**** GIVEN DATA
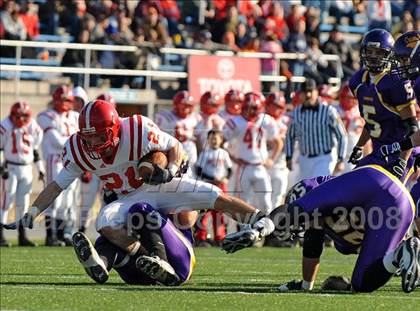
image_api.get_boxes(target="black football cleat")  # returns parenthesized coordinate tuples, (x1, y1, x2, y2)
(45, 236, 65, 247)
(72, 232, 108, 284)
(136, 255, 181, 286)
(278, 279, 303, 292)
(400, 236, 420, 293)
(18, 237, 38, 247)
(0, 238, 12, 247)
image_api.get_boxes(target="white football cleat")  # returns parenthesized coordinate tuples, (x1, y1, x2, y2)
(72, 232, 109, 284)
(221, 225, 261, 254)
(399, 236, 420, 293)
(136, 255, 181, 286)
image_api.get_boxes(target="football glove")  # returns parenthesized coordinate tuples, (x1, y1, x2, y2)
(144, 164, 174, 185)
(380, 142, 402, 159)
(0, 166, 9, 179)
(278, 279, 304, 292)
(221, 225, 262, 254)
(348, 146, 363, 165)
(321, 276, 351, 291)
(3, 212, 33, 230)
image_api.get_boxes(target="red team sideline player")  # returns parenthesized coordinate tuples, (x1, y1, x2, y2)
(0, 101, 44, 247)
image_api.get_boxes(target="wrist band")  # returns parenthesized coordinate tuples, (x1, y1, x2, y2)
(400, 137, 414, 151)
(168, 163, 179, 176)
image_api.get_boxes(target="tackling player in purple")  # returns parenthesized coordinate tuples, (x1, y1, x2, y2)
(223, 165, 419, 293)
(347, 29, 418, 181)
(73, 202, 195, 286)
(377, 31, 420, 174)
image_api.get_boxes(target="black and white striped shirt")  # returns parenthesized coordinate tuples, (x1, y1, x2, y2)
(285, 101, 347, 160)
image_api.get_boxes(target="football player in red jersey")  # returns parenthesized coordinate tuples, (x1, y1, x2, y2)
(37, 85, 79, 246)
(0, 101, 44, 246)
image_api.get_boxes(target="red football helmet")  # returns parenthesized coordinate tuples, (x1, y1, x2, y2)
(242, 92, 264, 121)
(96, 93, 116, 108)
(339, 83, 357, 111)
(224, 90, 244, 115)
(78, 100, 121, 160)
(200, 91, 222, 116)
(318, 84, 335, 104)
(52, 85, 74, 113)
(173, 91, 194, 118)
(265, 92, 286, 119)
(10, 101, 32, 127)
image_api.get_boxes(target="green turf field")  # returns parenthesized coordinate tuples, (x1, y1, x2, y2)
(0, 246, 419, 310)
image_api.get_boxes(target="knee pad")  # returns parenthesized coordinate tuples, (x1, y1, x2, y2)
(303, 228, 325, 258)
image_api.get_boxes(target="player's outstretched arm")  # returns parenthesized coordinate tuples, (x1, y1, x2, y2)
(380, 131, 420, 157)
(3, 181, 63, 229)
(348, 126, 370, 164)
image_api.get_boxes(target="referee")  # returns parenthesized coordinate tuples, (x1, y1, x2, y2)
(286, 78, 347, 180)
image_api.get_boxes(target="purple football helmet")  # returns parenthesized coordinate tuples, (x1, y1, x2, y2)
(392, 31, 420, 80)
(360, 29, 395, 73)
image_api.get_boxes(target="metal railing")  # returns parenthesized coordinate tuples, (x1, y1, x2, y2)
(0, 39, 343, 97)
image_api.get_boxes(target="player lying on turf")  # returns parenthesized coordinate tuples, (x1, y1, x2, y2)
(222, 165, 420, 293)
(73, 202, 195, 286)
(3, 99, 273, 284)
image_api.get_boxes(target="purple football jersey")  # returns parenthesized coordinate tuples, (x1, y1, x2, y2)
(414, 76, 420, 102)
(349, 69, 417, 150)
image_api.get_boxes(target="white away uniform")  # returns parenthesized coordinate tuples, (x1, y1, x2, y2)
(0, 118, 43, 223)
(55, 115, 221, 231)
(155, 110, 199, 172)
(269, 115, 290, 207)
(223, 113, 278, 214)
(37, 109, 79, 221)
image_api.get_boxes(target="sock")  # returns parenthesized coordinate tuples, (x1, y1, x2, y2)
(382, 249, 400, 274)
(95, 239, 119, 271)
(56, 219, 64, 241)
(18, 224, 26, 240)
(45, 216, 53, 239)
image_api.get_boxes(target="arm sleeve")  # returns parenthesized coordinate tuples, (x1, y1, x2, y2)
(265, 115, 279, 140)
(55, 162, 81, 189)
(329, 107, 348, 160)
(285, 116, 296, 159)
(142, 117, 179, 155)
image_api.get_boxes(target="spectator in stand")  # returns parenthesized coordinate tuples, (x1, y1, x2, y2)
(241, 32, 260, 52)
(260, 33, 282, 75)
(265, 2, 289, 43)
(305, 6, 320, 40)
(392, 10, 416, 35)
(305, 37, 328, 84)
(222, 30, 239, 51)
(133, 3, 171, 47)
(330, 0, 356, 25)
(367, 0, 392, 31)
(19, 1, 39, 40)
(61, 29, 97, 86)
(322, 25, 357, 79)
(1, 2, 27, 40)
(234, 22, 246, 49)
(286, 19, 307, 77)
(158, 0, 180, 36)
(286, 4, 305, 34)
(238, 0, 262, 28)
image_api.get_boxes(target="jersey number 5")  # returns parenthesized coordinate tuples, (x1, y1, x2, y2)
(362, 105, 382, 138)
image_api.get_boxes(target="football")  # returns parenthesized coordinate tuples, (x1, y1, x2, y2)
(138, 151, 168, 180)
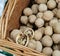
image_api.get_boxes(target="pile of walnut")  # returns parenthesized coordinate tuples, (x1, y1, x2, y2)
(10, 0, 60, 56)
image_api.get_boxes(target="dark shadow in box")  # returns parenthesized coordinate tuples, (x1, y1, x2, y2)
********
What is needed is an exact copy of the entries, without any images.

image_api.get_boxes(target="black football cleat")  # returns parenthesized coordinate tuples, (x1, y1, x2, y2)
(45, 236, 65, 247)
(72, 232, 108, 284)
(136, 255, 181, 286)
(278, 279, 303, 292)
(400, 236, 420, 293)
(18, 237, 38, 247)
(0, 238, 12, 247)
image_api.get_boxes(target="white football cleat")  # returns parenthesized coordinate tuples, (x1, y1, x2, y2)
(72, 232, 109, 284)
(221, 225, 261, 254)
(399, 236, 420, 293)
(136, 255, 181, 286)
image_api.get_boxes(target="football glove")  # returns parenthesized coordinate tuples, (x1, y1, x2, y2)
(144, 164, 174, 185)
(380, 142, 402, 159)
(0, 166, 9, 179)
(278, 279, 304, 292)
(221, 225, 262, 254)
(348, 146, 363, 165)
(321, 276, 351, 291)
(3, 212, 33, 230)
image_api.get_boxes(target="red team sideline player")  # returns parenthesized coordinate tuples, (x1, y1, x2, y2)
(0, 101, 44, 247)
image_api.get_boxes(target="wrist band")  # returns parenthesized coordinate tuples, (x1, y1, x2, y2)
(400, 137, 414, 151)
(168, 163, 179, 176)
image_api.get_boxes(target="tackling player in purple")  # returns parenthesized coordinate tuples, (x1, y1, x2, y2)
(223, 165, 419, 293)
(347, 29, 418, 181)
(73, 202, 195, 286)
(377, 31, 420, 174)
image_api.get_boxes(target="black and white striped shirt")  # returns parenthesized coordinate tuples, (x1, y1, x2, y2)
(285, 101, 347, 160)
image_api.get_boxes(target="football player in red jersey")  # returns parenthesized coordinate tuples, (x1, y1, x2, y2)
(37, 85, 79, 246)
(0, 101, 44, 246)
image_api.get_boxes(target="red football helmet")  # returns parenthesized coordinate tuples, (x1, y1, x2, y2)
(242, 92, 264, 121)
(96, 93, 116, 108)
(339, 83, 357, 111)
(224, 90, 244, 115)
(78, 100, 121, 160)
(200, 91, 222, 116)
(318, 84, 335, 104)
(52, 85, 74, 113)
(173, 91, 194, 118)
(265, 92, 286, 119)
(10, 101, 32, 127)
image_api.get_boxes(target="green turf field")  # returns parenthesized coordinate tuples, (x1, y1, x2, y2)
(0, 246, 419, 310)
image_api.get_boxes(target="knee pad")  # returns parenthesized coordinate tuples, (x1, y1, x2, y2)
(303, 228, 325, 258)
image_api.get_boxes(target="player's outstretched arm")  # returns parenthesized coordinate tuples, (x1, y1, x2, y2)
(380, 131, 420, 157)
(3, 181, 63, 229)
(348, 126, 370, 164)
image_api.get_boxes(target="referee")  # returns parenthesized coordinate tuples, (x1, y1, x2, y2)
(286, 78, 347, 180)
image_api.get_boxes(target="purple football helmet")  # returns parenthesized coordinate tuples, (x1, y1, x2, y2)
(392, 31, 420, 80)
(360, 29, 395, 73)
image_api.get_boxes(target="metal railing")  # returns parenthesized coordinate tuples, (x1, y1, x2, y2)
(0, 39, 343, 97)
image_api.get_boxes(target="player lying on turf")  # returns parenthesized coordinate tuples, (x1, y1, x2, y2)
(222, 165, 420, 293)
(73, 202, 195, 286)
(3, 99, 273, 284)
image_api.get_boxes(target="purple football jersey")  # returns parenthesized coordinate tuples, (x1, y1, x2, y2)
(414, 76, 420, 102)
(349, 69, 417, 150)
image_api.get_boxes(target="white away uniform")  # returns parenthesized coordinate tuples, (x1, y1, x2, y2)
(0, 118, 43, 223)
(55, 115, 221, 231)
(155, 110, 199, 172)
(269, 115, 290, 207)
(223, 113, 278, 214)
(37, 109, 79, 221)
image_api.get_boxes(target="sock")  # returns parenthesized coordinate tuples, (x1, y1, x2, y2)
(382, 249, 400, 274)
(95, 239, 119, 271)
(56, 219, 64, 241)
(18, 224, 26, 240)
(45, 216, 53, 239)
image_api.get_boxes(target="arm sleeve")  # returns parenthesized coordinate tuples, (x1, y1, x2, y2)
(265, 115, 279, 140)
(55, 162, 81, 189)
(329, 107, 348, 160)
(285, 116, 296, 159)
(142, 117, 179, 155)
image_api.get_boxes(target="spectator in stand")  # returns parenthesized coordinate tuples, (x1, y1, x2, y2)
(241, 32, 260, 52)
(260, 33, 282, 75)
(265, 2, 289, 43)
(305, 6, 320, 40)
(392, 10, 416, 35)
(305, 37, 328, 84)
(222, 30, 239, 51)
(133, 3, 171, 47)
(330, 0, 356, 25)
(367, 0, 392, 31)
(19, 1, 39, 40)
(61, 29, 97, 86)
(322, 25, 357, 79)
(1, 2, 27, 40)
(234, 22, 246, 49)
(286, 19, 307, 77)
(158, 0, 180, 36)
(286, 4, 305, 34)
(238, 0, 262, 28)
image_api.get_boxes(target="jersey number 5")  # returns parenthesized coordinate tuples, (x1, y1, x2, y2)
(362, 105, 382, 138)
image_api.get_boxes(target="football")  # returns parenthesized coordinate tuples, (x1, y1, x2, y2)
(138, 151, 168, 180)
image_api.get_boxes(target="pile of walnut")  # returns parenthesized coordinate tuples, (x1, y1, x2, y2)
(10, 0, 60, 56)
image_api.get_boxes(target="dark shadow in box")  # returns parenthesized coordinate tuples, (x1, y1, x2, y2)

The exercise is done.